Extract all of the data and reproduce it precisely.
════════
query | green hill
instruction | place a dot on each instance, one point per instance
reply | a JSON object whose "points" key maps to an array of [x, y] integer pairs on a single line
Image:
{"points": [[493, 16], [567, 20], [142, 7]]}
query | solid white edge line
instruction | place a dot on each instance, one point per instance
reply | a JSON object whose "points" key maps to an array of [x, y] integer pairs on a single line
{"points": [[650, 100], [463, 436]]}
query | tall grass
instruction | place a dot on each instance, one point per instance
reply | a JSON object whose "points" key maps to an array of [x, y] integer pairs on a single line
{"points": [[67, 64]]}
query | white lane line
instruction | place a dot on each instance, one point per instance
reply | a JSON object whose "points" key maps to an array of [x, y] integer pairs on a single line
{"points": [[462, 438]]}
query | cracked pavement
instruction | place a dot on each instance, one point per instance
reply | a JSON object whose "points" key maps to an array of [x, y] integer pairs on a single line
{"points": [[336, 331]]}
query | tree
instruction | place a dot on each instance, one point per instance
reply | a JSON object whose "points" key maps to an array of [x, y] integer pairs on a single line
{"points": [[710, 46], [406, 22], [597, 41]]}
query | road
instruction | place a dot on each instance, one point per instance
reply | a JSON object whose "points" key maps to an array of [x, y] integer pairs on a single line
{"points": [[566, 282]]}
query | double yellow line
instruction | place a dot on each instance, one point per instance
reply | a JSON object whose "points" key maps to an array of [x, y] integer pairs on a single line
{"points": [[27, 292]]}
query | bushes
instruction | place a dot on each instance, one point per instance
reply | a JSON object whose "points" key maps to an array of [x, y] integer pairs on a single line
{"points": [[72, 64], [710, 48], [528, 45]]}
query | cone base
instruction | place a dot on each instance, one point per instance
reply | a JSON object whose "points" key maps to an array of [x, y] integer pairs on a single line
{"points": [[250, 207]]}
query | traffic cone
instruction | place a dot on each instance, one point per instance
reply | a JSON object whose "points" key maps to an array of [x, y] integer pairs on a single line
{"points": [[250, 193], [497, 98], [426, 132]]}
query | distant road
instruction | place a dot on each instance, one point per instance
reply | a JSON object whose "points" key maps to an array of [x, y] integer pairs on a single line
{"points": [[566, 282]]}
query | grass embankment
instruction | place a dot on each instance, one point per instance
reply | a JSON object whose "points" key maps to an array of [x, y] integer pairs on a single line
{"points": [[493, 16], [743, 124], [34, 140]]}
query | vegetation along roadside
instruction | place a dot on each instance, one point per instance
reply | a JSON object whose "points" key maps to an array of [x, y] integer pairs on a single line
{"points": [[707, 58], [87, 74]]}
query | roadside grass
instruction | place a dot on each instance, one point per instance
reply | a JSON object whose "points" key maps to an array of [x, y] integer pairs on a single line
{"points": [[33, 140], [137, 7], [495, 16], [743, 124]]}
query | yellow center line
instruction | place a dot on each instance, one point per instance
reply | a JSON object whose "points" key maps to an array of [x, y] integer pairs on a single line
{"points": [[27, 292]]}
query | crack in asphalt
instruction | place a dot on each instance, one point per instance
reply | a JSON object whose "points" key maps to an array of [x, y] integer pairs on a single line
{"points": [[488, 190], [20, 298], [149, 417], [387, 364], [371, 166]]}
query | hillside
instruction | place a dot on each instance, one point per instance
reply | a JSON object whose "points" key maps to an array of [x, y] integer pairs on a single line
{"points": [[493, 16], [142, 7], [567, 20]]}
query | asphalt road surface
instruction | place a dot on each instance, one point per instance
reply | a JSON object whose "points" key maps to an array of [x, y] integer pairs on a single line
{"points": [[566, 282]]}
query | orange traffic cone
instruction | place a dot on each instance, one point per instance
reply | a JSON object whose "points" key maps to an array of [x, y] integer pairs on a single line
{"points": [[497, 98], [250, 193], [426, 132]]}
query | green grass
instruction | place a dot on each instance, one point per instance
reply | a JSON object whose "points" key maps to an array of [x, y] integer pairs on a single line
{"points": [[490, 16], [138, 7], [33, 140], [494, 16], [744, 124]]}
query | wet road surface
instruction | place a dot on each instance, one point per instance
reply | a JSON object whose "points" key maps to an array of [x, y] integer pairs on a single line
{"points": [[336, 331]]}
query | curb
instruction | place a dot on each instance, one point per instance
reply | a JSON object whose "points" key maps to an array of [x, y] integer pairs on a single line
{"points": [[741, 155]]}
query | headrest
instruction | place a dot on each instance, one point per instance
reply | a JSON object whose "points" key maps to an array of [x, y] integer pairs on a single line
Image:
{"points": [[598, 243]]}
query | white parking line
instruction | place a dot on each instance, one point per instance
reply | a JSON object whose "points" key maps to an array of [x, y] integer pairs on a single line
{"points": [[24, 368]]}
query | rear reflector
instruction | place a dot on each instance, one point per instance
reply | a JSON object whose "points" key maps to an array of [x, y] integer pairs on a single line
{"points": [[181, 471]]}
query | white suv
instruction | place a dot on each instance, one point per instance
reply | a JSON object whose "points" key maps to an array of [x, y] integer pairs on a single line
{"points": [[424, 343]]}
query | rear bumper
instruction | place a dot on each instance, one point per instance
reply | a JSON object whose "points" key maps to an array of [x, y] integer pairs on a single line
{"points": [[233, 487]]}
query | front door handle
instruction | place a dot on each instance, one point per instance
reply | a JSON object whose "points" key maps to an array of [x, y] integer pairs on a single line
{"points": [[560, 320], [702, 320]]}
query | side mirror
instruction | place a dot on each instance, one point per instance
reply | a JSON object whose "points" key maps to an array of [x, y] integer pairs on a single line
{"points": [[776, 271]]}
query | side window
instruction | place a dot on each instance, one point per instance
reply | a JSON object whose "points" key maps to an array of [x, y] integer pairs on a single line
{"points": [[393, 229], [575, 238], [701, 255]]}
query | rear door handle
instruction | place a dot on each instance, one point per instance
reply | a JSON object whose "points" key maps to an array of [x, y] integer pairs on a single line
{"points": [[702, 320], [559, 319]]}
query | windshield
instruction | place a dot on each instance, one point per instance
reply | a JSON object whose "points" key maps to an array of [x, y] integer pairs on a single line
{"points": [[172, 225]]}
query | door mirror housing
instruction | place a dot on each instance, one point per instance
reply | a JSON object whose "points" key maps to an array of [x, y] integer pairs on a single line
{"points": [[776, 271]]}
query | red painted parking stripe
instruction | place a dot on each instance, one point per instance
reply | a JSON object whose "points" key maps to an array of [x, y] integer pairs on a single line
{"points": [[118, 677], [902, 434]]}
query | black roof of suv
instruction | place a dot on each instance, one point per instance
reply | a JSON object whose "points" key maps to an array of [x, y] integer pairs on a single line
════════
▶ **Correct result**:
query | green hill
instruction | place a dot on each instance, one point per instance
reply | a JSON object whose "points" key maps to an array of [x, y] integer pairs on a single line
Image:
{"points": [[493, 16], [567, 20], [142, 7]]}
query | solid white edge line
instruction | place a dot on each instance, one point per instance
reply | a JSON object whose "points" key maps to an array of [x, y] integer pairs on a single line
{"points": [[650, 100], [463, 436]]}
query | tall grass
instruction | place a dot on each instance, one point per instance
reply | a JSON object whose "points" key maps to an array of [x, y] integer pairs on a single line
{"points": [[67, 64]]}
query | white lane line
instruction | place a dot on each instance, one point per instance
reply | a JSON object whose "points" key maps to an array of [x, y] integer pairs on a single line
{"points": [[462, 438]]}
query | cracked pavement
instruction | place a dot on each instance, one point per instance
reply | a JSON object whose "points" key maps to an array of [x, y] integer pairs on a single line
{"points": [[336, 331]]}
query | tree
instruction | place a dot on each instance, one point per instance
reply | a JSON object whose "points" key maps to an array of [x, y] integer pairs on a single line
{"points": [[710, 46], [406, 22], [597, 41]]}
query | road
instruction | place a dot on each instance, one point per instance
reply | a JSON object whose "points" key maps to an array of [x, y] integer pairs on a single line
{"points": [[566, 282]]}
query | double yellow line
instruction | place a dot on each instance, one point per instance
reply | a JSON object whose "points" key maps to an array of [x, y] integer pairs on a single line
{"points": [[27, 292]]}
query | bushes
instruction | place a dot on each instance, one point per instance
reply | a JSON object whose "points" key maps to an array of [x, y] integer pairs on a single line
{"points": [[72, 64], [710, 48], [528, 45]]}
query | cone base
instruction | place a dot on each instance, one point per instance
reply | a JSON object whose "points" key maps to an array of [x, y] integer pairs on a single line
{"points": [[250, 207]]}
query | traffic cone
instruction | place a dot on each instance, one point per instance
reply | a JSON object whose "points" key maps to an array of [x, y] integer pairs on a single line
{"points": [[250, 193], [497, 98], [426, 132]]}
query | distant road
instruction | place a dot on each instance, one point per instance
reply | a JSON object whose "points" key maps to an array of [x, y] integer pairs on a single line
{"points": [[566, 282]]}
query | grass embankment
instruction | place a dot on each instance, one point per instance
reply | a JSON object whose "points" key maps to an array of [x, y] integer pairs on a single line
{"points": [[493, 16], [743, 124], [34, 140]]}
query | vegetation along roadside
instruction | place a dot on each instance, one point per instance
reply | a JSON object whose "points" key maps to an array of [x, y] integer pairs on a single line
{"points": [[707, 58], [87, 74]]}
query | roadside grass
instruction | place a dot on each instance, one point per instance
reply | a JSON object whose "points" key maps to an array of [x, y] integer pairs on a single line
{"points": [[33, 140], [137, 7], [495, 16], [743, 124]]}
query | yellow center line
instruction | place a dot on each instance, one point per instance
reply | a JSON object whose "points" key maps to an array of [x, y] integer pairs on a single line
{"points": [[27, 292]]}
query | crack in asphalt
instruction | place a dot on each instance, one point per instance
reply | a JSON object whose "points" key maps to an array of [x, y] integer pairs on a single line
{"points": [[488, 190], [20, 298], [149, 417], [387, 364], [371, 166]]}
query | hillside
instruction | place a dot on each instance, one point per instance
reply | a JSON object whose "points" key maps to an array of [x, y] integer pairs on a single line
{"points": [[493, 16], [142, 7], [567, 20]]}
query | asphalt road surface
instruction | place a dot on each instance, one point per instance
reply | a JSON object whose "points" key maps to an array of [x, y] integer pairs on a single line
{"points": [[566, 282]]}
query | orange traffic cone
instruction | place a dot on each instance, one point per instance
reply | a JSON object whose "points" key maps to an array of [x, y] integer pairs on a single line
{"points": [[497, 98], [250, 193], [426, 132]]}
query | green grass
instruction | place a dot on each instance, one point per instance
reply | a JSON object whose "points" key maps to an array of [x, y] integer pairs on a single line
{"points": [[490, 16], [138, 7], [33, 140], [494, 16], [744, 124]]}
query | wet road surface
instruction | place a dot on each instance, one point per instance
reply | a JSON object whose "points" key maps to an array of [x, y] integer pairs on a single line
{"points": [[336, 331]]}
query | curb
instruction | place a dot on each instance, one point per instance
reply | a JSON object whose "points" key maps to an array of [x, y] integer pairs on a single line
{"points": [[741, 155]]}
query | headrest
instruction | place a dot on each instance, one point per instance
reply | a JSON object whose "points" key maps to an array of [x, y] integer pairs on a single line
Image:
{"points": [[598, 243]]}
query | white parking line
instruction | place a dot on each instance, one point per instance
reply | a JSON object whose "points" key maps to an array of [x, y] integer pairs on a single line
{"points": [[24, 368]]}
query | rear reflector
instruction | place a dot on each instance, one point per instance
reply | a JSON object whose "points" key maps to an array of [x, y] integer pairs on a single line
{"points": [[181, 471]]}
query | white suv
instruction | place a dot on each instance, one point per instance
reply | a JSON object whose "points" key maps to an array of [x, y] integer pairs on a single line
{"points": [[424, 343]]}
query | rear bumper
instruction | place a dot on each instance, one point per instance
reply | a JSON object whose "points" key maps to an array of [x, y] integer pairs on a single line
{"points": [[233, 487]]}
query | front door handle
instruction | place a dot on each instance, one point per instance
reply | a JSON object whose "points" key maps to an array of [x, y] integer pairs on a single line
{"points": [[560, 320], [702, 320]]}
query | side mirror
instruction | place a dot on each instance, one point per instance
reply | a JSON object whose "points" key maps to an array of [x, y] integer pairs on a single line
{"points": [[776, 271]]}
query | side window
instruction | place a dot on each instance, one point per instance
reply | a JSON object whose "points" key maps to an array of [x, y] integer pairs on a single line
{"points": [[393, 229], [575, 238], [701, 255]]}
query | rear door handle
instruction | place a dot on each instance, one point per instance
reply | a JSON object whose "points" key maps to an array of [x, y] integer pairs on a single line
{"points": [[702, 320], [559, 319]]}
query | windshield
instruction | place a dot on each instance, one point per instance
reply | a JSON object whose "points" key maps to an array of [x, y] integer pairs on a single line
{"points": [[172, 225]]}
query | door mirror housing
instruction | place a dot on each instance, one point per instance
reply | a JSON object whose "points" key maps to an array of [x, y] integer pairs on a single line
{"points": [[776, 271]]}
query | red painted parking stripe
instruction | place a dot on each instance, one point per instance
reply | a JSON object whose "points" key maps to an array of [x, y] integer pairs on a single line
{"points": [[118, 677], [902, 434]]}
query | black roof of suv
instruction | place a dot on each instance, one point per instance
reply | a JSON object whose "points" key maps to an array of [x, y] integer pairs on a single line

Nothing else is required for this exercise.